| Daftar Soal |
a) Cetak bagian teks tentang perempuan pengumpul air mulai dari "Saat ini perempuan" sampai dengan "mencari sumber air.".
b) Tuliskan lanjutan teks tentang perempuan pengumpul air, dimulai setelah kalimat terakhir yang tercantum.

| Teks yang Ditampilkan |
◆ ◆ ◆
Saat ini perempuan di seluruh dunia menghabiskan waktu sekitar 200 juta jam setiap harinya untuk mengumpulkan air.
Lama waktu itu belum termasuk waktu yang habis untuk mencari sumber air.
Di Indonesia, berdasarkan studi kasus di Desa Maradesa Timur, Kabupaten Sumba Tengah, total volume air setiap kali diakses adalah 20 liter per tiap perempuan pengumpul air.
Sementara jarak yang harus ditempuh untuk mencapai sumber air cukup jauh yaitu 473 meter.
Kondisi ini menyebabkan para perempuan hanya mampu mengakses air bersih kurang lebih tiga kali sehari.
Dengan rata-rata perempuan pengumpul air dua orang setiap rumah tangga, setidaknya setiap anggota keluarga hanya mendapatkan jatah 19,5 liter per hari.
Jumlah tersebut jauh dari standar minimal yaitu 60 liter per orang per hari.
Kondisi serupa diungkapkan dalam penelitian Dosen Departemen Kesejahteraan Sosial FISIP Universitas Padjadjaran, Binahayati Rusyidi, di Sumba Timur, Nusa Tenggara Timur.
Di sana perempuan Sumba menghabiskan waktu enam jam hanya untuk memenuhi kebutuhan air.
Hal ini disebabkan sumber air berjarak empat sampai enam kilometer dari rumah dengan kondisi lingkungan berbukit.
Bukan hanya jarak dan waktu saja yang menjadi beban perempuan pengumpul air, mereka rentan mengalami kekerasan berbasis jender di lokasi pengambilan air.
◆ ◆ ◆
| Data yang Ditampilkan |

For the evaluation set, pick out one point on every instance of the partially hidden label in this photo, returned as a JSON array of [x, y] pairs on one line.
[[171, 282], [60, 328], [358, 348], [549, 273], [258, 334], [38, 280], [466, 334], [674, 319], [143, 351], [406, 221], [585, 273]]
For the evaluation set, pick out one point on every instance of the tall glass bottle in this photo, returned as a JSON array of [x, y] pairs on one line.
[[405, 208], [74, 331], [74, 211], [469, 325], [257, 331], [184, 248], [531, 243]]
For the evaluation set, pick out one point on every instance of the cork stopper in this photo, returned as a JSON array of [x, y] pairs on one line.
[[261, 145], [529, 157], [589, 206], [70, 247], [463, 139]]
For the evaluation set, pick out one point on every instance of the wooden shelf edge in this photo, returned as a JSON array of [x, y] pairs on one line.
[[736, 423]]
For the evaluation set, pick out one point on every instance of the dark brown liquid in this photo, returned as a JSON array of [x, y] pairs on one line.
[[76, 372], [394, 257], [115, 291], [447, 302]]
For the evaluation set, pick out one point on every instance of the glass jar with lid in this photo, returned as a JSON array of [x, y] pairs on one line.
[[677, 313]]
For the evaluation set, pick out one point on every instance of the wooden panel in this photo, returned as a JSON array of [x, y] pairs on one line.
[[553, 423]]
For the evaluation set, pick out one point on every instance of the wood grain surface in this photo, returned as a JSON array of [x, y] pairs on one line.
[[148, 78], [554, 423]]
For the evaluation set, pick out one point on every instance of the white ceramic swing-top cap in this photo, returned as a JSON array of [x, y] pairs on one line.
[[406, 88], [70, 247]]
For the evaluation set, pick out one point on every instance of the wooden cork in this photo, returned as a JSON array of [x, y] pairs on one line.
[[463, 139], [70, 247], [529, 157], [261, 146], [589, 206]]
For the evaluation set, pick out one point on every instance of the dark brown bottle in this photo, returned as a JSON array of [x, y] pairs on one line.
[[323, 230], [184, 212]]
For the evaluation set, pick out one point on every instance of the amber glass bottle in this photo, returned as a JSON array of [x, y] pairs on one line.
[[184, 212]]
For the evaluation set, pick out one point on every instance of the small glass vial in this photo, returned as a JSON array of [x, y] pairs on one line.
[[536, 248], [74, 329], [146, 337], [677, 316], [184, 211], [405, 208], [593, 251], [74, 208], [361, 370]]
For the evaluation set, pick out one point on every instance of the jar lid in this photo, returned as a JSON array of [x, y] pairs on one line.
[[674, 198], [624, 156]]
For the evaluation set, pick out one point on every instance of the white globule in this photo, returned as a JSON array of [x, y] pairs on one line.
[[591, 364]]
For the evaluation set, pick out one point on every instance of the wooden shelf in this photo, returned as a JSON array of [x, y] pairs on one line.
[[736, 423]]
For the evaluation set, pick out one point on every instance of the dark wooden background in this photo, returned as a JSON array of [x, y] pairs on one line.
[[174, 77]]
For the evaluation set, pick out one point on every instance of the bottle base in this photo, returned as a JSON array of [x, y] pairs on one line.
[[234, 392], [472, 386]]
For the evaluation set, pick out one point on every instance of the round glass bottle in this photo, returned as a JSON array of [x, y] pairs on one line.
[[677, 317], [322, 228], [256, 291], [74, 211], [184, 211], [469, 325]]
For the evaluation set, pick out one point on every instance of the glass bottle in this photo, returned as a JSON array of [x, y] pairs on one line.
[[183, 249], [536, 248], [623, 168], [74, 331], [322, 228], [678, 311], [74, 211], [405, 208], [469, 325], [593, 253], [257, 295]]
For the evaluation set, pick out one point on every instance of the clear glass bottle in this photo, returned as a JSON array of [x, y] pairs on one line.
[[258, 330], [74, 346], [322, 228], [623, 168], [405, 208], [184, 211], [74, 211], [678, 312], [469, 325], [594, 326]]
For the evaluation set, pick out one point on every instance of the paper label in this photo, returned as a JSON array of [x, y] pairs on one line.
◆ ◆ ◆
| Jawaban |
a)
Saat ini perempuan di seluruh dunia menghabiskan waktu sekitar 200 juta jam setiap harinya untuk mengumpulkan air.
Lama waktu itu belum termasuk waktu yang habis untuk mencari sumber air.

b)
Kekerasan yang dialami tidak hanya secara fisik tetapi juga psikologis, emosional hingga seksual.
Kemudian jika dilihat dari sudut pandang ekonomi, para perempuan yang mengumpulkan air mengalami kerugian finansial.
Hal ini terjadi karena waktu yang digunakan untuk bekerja digantikan untuk mengumpulkan air.
Bahkan penelitian di Kulon Progo, Daerah Istimewa Yogyakarta, pada 2018, mengungkapkan langkanya air membuat para perempuan meninggalkan pekerjaan mereka karena harus mencari air.
Hal ini terjadi terutama pada musim kemarau saat sumber air terbatas.
Dengan kondisi ini, pendapatan rumah tangga praktis berkurang.
Libatkan Perempuan
Kendala-kendala yang dihadapi perempuan dalam mengumpulkan air bersih seringkali tidak terekspos.
Karena itu penting untuk mendorong pemerintah dan lembaga swasta yang mengurus penyediaan air bersih untuk mengakomodasi suara perempuan dalam setiap perencanaan penyediaan air bersih.
Hal ini sesuai dengan Prinsip Dublin (1992), yang menegaskan secara khusus bahwa perempuan memegang peranan penting dalam penyediaan, manajemen dan pemeliharaan air.
Dengan pendekatan jender, setiap penyediaan air bersih turut mengikutsertakan keperluan perempuan tidak hanya berdasarkan pemahaman laki-laki.
Tidak hanya membuka diskusi bagi para perempuan, pelibatan perempuan dalam struktur kelembagaan komunitas masyarakat maupun organisasi yang berkaitan dengan penyediaan air bersih juga diperlukan.
Hal ini tidak hanya menguntungkan perempuan saja tetapi juga keluarga dan lingkungan masyarakat.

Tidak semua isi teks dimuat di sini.